— start of Data for processing —

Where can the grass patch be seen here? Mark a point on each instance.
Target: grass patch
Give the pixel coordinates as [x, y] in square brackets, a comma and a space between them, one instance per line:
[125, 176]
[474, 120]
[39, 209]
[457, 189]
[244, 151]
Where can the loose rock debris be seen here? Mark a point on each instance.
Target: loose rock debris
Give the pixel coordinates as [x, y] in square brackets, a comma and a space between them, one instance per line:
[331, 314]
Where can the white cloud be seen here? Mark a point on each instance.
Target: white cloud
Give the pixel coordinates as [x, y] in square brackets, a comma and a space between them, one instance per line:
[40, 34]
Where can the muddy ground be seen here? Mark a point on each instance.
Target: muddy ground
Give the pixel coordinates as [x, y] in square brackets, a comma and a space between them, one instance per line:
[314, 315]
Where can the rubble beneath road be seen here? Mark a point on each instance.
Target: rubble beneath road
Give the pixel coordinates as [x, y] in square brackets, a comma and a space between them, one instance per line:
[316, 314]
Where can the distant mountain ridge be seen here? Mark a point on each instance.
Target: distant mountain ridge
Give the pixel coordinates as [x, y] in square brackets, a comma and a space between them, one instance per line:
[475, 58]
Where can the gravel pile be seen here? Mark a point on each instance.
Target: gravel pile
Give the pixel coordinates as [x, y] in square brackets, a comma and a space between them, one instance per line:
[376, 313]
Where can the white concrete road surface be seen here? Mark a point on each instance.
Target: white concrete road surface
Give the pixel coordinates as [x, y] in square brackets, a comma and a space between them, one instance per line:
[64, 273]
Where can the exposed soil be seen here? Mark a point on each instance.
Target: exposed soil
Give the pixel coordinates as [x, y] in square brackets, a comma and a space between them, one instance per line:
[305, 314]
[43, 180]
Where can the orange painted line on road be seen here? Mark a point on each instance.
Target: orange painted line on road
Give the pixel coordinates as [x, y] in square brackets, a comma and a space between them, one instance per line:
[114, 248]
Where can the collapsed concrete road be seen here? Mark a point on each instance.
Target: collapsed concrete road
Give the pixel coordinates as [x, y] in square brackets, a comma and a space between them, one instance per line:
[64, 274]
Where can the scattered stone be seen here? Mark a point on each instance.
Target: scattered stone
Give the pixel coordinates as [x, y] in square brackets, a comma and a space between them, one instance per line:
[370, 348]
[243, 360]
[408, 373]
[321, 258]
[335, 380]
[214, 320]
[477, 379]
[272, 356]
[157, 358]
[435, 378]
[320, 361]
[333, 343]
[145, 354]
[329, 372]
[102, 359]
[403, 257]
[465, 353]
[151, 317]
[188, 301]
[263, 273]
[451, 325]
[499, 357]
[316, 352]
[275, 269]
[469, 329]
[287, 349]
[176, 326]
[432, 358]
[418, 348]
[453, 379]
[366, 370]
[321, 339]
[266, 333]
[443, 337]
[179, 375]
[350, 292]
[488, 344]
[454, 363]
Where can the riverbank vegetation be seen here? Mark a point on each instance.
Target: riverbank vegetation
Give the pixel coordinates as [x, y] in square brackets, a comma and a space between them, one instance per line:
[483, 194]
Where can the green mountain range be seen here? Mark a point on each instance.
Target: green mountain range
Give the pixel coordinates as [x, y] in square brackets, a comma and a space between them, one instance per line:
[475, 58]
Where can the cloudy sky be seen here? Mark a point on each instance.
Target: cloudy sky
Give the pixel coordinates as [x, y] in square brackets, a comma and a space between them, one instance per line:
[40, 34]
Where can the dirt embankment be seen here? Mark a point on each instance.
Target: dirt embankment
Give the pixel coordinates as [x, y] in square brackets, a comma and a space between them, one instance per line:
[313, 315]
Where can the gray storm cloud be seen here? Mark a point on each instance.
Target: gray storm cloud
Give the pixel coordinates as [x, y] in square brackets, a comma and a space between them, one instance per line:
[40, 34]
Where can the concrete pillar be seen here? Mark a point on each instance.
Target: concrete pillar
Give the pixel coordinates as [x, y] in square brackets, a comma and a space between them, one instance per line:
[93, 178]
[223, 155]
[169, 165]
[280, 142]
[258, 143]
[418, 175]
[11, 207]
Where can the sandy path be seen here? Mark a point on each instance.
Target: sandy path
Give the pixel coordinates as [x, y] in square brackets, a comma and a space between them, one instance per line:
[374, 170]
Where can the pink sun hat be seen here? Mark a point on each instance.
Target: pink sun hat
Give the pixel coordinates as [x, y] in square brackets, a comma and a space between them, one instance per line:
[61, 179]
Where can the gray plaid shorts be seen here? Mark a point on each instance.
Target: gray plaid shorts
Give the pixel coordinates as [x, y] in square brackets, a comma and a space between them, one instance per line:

— end of Data for processing —

> [Task objective] Transcribe the whole listing exactly.

> [Result of the task]
Where can the grass patch be seen here? Mark a point on each instance.
Target: grass patch
Give the pixel coordinates as [x, y] in square brackets, a comma and a space between them, one instance per line:
[125, 176]
[474, 120]
[39, 209]
[457, 189]
[244, 151]
Where can the loose rock debris be seen here? Mark a point on each instance.
Target: loose rock debris
Give the pixel coordinates as [x, y] in square brackets, a comma and a space between them, one instance per line:
[331, 314]
Where can the white cloud be seen here? Mark a point on each instance.
Target: white cloud
Give the pixel coordinates as [x, y] in square brackets, a comma and a space between them, one instance per line:
[40, 34]
Where can the muddy ground be seen here? Mark a point on each instance.
Target: muddy ground
Give the pixel coordinates as [x, y] in square brackets, a comma and a space between them, one instance per line:
[314, 315]
Where can the rubble beneath road be seen here? Mark a point on each instance.
Target: rubble beneath road
Give the pixel coordinates as [x, y] in square brackets, a comma and a space between them, one instance per line:
[316, 314]
Where can the distant mountain ridge be seen here? Mark a point on each instance.
Target: distant mountain ridge
Give the pixel coordinates as [x, y] in square brackets, a comma and a space between them, one instance per line:
[475, 58]
Where can the gravel pile be seen here? Mark a point on each instance.
Target: gravel pile
Give the pixel coordinates as [x, y] in square brackets, a comma and a space between them, one instance per line:
[376, 313]
Where can the white concrete road surface be seen here? Mark a point on each instance.
Target: white concrete road surface
Give the pixel coordinates as [x, y] in square brackets, a comma and a space between them, one instance per line:
[64, 273]
Where can the exposed soil be seen here? Mark a point on each instance.
Target: exposed soil
Give the pixel coordinates as [x, y] in square brackets, a comma and a space between them, one instance per line:
[305, 314]
[43, 180]
Where can the orange painted line on road be seen here? Mark a point on each instance.
Target: orange painted line on road
Give the pixel coordinates as [x, y] in square brackets, a comma and a space between them, one instance per line:
[114, 248]
Where can the collapsed concrete road be seen here? Mark a point on each instance.
Target: collapsed concrete road
Give the pixel coordinates as [x, y] in square brackets, a comma and a space between them, one instance per line:
[64, 274]
Where can the scattered stone be seen here? Mark a point on each instance.
Target: scattered stone
Give the pixel coordinates as [x, y] in square brackets, a comma and a space between them, one instance per line:
[370, 348]
[243, 360]
[408, 373]
[321, 258]
[335, 380]
[214, 320]
[477, 379]
[272, 356]
[157, 358]
[435, 378]
[320, 361]
[333, 343]
[145, 354]
[329, 372]
[102, 359]
[403, 257]
[465, 353]
[151, 317]
[188, 301]
[263, 273]
[451, 325]
[499, 357]
[316, 352]
[275, 269]
[469, 329]
[287, 349]
[176, 326]
[432, 358]
[418, 348]
[453, 379]
[366, 370]
[321, 339]
[266, 333]
[443, 337]
[179, 375]
[350, 292]
[488, 344]
[454, 363]
Where can the riverbank vegetation be seen here? Mark a point on each instance.
Target: riverbank vegetation
Give the pixel coordinates as [x, y] in square brackets, a comma and a space between them, one instance per line:
[483, 194]
Where can the green mountain range be seen here? Mark a point on each instance.
Target: green mountain range
Give the pixel coordinates as [x, y] in square brackets, a comma and a space between them, one instance per line:
[475, 58]
Where can the cloudy sky be seen here? Mark a point on each instance.
Target: cloudy sky
Give the pixel coordinates as [x, y] in square brackets, a comma and a space between them, one instance per line:
[40, 34]
Where can the dirt embankment be seen here? Mark a point on each instance.
Target: dirt embankment
Give the pixel coordinates as [x, y] in square brackets, a comma and a space between them, one instance per line:
[313, 315]
Where can the gray storm cloud be seen here? Mark a point on each instance.
Target: gray storm cloud
Give the pixel coordinates as [x, y] in square brackets, a comma and a space between them, one instance per line:
[40, 34]
Where can the concrete pillar be seen here? Mark a point on each instance.
Target: concrete pillar
Give the pixel coordinates as [x, y] in square brackets, a comma and a space between them, one instance per line:
[93, 178]
[223, 155]
[169, 165]
[280, 142]
[258, 143]
[418, 175]
[11, 207]
Where can the sandy path be seen here? Mark a point on each instance.
Target: sandy path
Give the pixel coordinates as [x, y] in square brackets, a comma and a space between them, one instance per line:
[374, 170]
Where can the pink sun hat be seen here? Mark a point on each instance.
Target: pink sun hat
Give the pixel coordinates as [x, y] in square brackets, a comma and a space between them, one instance per line:
[61, 179]
Where can the gray plaid shorts be seen here? Mark a point on each instance.
Target: gray plaid shorts
Give the pixel coordinates as [x, y] in square brackets, a comma and a space between them, one instance per line:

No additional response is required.